WHAT IS REQUIRED:
Rewrite the stretch of items from the line containing "Category: blue surgical mask" through the end of the items, keeping every line including the category and keypoint instructions. Multiply each x and y coordinate in the points by 1.85 and round to whole numbers, with halves rounding up.

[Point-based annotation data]
•••••

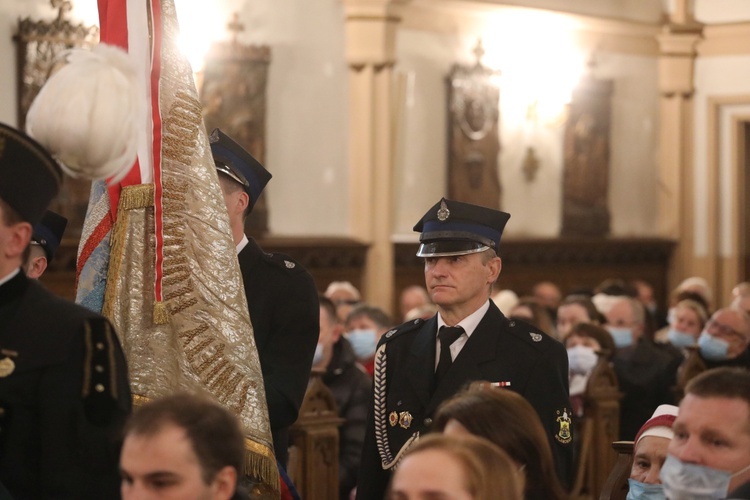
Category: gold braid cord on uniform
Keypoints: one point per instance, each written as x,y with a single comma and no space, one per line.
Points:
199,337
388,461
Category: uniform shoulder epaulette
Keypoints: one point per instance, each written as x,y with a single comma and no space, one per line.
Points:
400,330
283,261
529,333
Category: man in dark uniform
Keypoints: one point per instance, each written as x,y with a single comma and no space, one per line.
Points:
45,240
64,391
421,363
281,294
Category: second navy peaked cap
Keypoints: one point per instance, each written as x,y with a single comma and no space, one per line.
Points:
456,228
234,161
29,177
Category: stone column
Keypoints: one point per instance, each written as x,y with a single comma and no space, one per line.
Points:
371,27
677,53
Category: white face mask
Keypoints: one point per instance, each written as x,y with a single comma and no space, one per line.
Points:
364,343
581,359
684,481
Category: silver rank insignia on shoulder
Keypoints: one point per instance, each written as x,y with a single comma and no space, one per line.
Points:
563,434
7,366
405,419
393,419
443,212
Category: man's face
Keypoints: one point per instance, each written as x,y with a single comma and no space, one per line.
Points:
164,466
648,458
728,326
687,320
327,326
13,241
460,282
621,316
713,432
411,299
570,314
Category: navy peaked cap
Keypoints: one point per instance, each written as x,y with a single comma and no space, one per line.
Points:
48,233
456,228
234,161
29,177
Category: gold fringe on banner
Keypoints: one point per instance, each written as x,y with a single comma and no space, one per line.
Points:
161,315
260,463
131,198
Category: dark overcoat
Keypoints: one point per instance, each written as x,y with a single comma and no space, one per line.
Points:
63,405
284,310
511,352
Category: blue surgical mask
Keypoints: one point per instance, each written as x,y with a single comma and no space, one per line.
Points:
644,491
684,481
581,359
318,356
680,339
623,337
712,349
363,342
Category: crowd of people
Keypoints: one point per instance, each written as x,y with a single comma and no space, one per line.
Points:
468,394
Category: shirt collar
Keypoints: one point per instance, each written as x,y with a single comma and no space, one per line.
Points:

•••••

WRITTEN SOLUTION:
Category: blue surgical mask
Keypoints: one point per instance, each written as x,y with a single comma and no space, one per line.
Points:
1191,908
1265,890
1075,664
588,659
1258,627
1153,623
1317,646
672,633
Category: crowd of people
Keypoints: one point per instance, each written as x,y with a single comma and no space, one per line.
Points:
866,729
Category: shirt collar
Keypoints: one point per instance, each written as x,y with a single comma and no space, one per line.
Points:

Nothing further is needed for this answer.